--- Start Selected extract ---

Keyed and Baroque fingered Alto Recorders

NEW! (April 18, 2008): Video Clips illustrating the features of the Supercorder!

New 2015/11: Recorders and Supercorder: Some Tips and Principles: Some recorder design notes for aspiring makers, general and Supercorder specific

Nicholas Chedeville: ChedevilleSonataGm.wav
Fully keyed Supercorder & Grand Piano, live recording July 2007.

Baroque Supercorder, Dec 2006
African Blackwood, Single piece, solderless keys in gold plated brass
Click Picture for Sound Sample

Now with "thumb guide" instead of "thumb rest". The "guide" offers flexibility of thumb placement, the "rest" a firmer grip. (Order with either option. April 2006)

Sound Sample of this instrument
(Presented with apollogies for the lack of talent and poor recording quality.)

Top: Fully Keyed Supercorder (7 keys, ebony)
Center: 5-key Supercorder (indian rosewood)
Bottom: Modern Baroque (goncalo alves).


SupercorderTM is a new design of F-alto recorder with exceptionally strong and even sound power throughout all the notes of its extended chromatic range.

It is made easier to play by the Bb-B key for the right index finger alone* that replaces these two worst forked fingerings with strong, well tuned tones and simplifies note sequences in every key. The finger covers the hole lightly for B and, without any other movement, presses firmly to close the key for Bb and notes below.

Other keys (F-F# and E-G) on the two fourth fingers make the entire extended low range strong and even, with simple note transitions for all chromatics. A third pair of ring keys on the fully keyed model employs the middle right hand fingers to eliminate the last weaker 'forked' fingerings, C# and Eb. All the notes from G# up to E can be fingered the same in both octaves.

The pitch control hole covered by the player's sensitive lower lip provides the tune-by-ear finer pitch control of most modern wind instruments for flexible dynamic range and a lovely, expressive vibrato.

--- End Selected extract ---
--- Start Task data ---

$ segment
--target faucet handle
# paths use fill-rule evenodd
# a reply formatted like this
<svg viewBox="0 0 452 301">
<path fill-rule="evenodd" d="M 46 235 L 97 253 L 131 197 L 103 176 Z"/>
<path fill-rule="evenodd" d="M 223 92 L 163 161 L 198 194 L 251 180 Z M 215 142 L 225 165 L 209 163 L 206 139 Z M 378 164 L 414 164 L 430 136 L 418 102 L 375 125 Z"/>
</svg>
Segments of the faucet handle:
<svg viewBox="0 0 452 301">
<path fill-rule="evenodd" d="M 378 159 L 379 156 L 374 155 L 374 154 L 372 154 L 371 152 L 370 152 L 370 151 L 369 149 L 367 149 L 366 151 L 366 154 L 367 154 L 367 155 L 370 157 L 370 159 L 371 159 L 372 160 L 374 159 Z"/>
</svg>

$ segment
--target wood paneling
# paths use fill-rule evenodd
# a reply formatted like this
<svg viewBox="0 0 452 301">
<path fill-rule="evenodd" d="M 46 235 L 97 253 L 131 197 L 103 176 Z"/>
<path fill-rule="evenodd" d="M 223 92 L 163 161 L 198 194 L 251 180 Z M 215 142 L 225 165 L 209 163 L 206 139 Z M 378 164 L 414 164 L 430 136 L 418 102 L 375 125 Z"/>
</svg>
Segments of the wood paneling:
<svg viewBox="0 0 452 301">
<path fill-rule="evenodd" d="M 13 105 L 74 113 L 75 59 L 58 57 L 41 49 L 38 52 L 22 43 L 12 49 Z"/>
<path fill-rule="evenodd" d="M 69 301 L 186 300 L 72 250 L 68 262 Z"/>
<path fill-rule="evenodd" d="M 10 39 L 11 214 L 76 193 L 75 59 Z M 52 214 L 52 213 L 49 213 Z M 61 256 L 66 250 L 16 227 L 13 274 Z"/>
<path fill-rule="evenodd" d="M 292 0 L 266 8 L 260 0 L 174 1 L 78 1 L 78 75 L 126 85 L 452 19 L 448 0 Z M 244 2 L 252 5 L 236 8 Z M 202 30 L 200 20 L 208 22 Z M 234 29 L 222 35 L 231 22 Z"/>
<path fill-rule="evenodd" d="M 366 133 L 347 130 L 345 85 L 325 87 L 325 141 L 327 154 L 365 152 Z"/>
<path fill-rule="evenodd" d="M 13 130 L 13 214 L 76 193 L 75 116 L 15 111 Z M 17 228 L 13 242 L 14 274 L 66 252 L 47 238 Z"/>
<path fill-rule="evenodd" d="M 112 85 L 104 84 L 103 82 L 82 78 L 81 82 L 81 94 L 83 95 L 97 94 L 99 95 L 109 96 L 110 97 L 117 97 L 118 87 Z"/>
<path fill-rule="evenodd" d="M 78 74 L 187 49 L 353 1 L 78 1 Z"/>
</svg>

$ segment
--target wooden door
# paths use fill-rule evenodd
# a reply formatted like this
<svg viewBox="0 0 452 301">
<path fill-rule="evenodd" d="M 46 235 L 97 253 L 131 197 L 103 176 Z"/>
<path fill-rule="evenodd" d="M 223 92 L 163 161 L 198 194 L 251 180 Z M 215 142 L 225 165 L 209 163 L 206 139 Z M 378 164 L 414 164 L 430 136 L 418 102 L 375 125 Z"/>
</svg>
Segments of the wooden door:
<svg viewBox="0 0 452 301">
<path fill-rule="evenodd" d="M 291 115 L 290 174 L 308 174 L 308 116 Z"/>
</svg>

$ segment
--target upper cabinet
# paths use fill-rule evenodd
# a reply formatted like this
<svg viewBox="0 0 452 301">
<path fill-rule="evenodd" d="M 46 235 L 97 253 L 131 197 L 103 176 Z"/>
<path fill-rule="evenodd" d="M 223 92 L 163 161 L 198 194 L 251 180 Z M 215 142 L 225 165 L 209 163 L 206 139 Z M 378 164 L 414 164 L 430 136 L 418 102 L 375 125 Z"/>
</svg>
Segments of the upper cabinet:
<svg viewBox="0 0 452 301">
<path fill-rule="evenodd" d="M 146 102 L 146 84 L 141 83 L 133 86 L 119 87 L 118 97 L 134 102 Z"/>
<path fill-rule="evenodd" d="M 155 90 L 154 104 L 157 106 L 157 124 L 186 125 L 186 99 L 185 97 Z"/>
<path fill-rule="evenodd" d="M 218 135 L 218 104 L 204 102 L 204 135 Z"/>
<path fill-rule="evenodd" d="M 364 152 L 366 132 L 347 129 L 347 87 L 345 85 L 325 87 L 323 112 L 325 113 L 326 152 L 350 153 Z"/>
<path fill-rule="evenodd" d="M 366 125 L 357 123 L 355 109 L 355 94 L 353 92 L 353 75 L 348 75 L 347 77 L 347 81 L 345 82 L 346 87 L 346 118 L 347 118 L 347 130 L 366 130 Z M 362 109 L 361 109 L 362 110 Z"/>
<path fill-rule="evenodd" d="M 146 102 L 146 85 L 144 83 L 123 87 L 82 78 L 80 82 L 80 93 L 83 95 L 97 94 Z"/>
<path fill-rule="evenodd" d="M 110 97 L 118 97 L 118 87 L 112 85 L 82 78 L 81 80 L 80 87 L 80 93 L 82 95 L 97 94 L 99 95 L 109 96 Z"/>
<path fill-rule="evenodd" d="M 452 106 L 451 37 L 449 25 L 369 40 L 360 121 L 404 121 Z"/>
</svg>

--- End Task data ---

**Written exercise 1**.
Find each line of the records that contains the string "wooden", and copy those lines out. Case counts.
**Written exercise 2**.
Go on with the text about keyed alto recorders, starting after its last sentence.
The text and the records have no connection to each other.

**Exercise answer 1**.
--target wooden door
Segments of the wooden door:

**Exercise answer 2**.
The voicing changer lever, operated by a slight twist of the playing position, makes low notes and lower forked notes more stable and stronger. It can also be used to flatten the pitch to eliminate sharpness when blowing quite loudly. The effect is akin to shading the window with the hand.

The Baroque SupercorderTM recorder is a Baroque fingered F-alto recorder, equivalent to other 'modern' long-bore recorders but with the additional Supercorder features other than keys: the adjustable porcelain mouthpiece with a wider, smoother windway, built in thumbrest, pitch control hole and voicing adjuster lever.

* "Today I tried the new type of key for the B and B flat ~ invented by Craig Carmichael ~ on the Tarasov alto. I was really impressed by the ease and stability with which it works. A simple idea that really improves the sound as well. It gives the development of the "21st century" recorder many new possibilities."

Karel van Steenhoven, Amsterdam Loeki Stardust [Recorder] Quartet, March 16th, 2003

Supercorder General Advantages
Designed for Strong Sound with a wide crescent windway of smooth porcelain and a deep window, and a "modern" long bore profile
Strong, Best Tuned Notes and Easier Fingerings with Keys:
* low F# & G with the F/F# key pair  (all models) 
* B & Bb (both octaves) with index-finger-alone B-Bb key  (3-, 5- & 7-key) 
* low E, G# & A with G/E key pair     (5- & 7-key models) 
* C# & Eb with C#/Eb key pair       (7-key model) 

The 7-key "fully keyed" Supercorder replaces All weaker forked fingerings with strong, well-tuned notes.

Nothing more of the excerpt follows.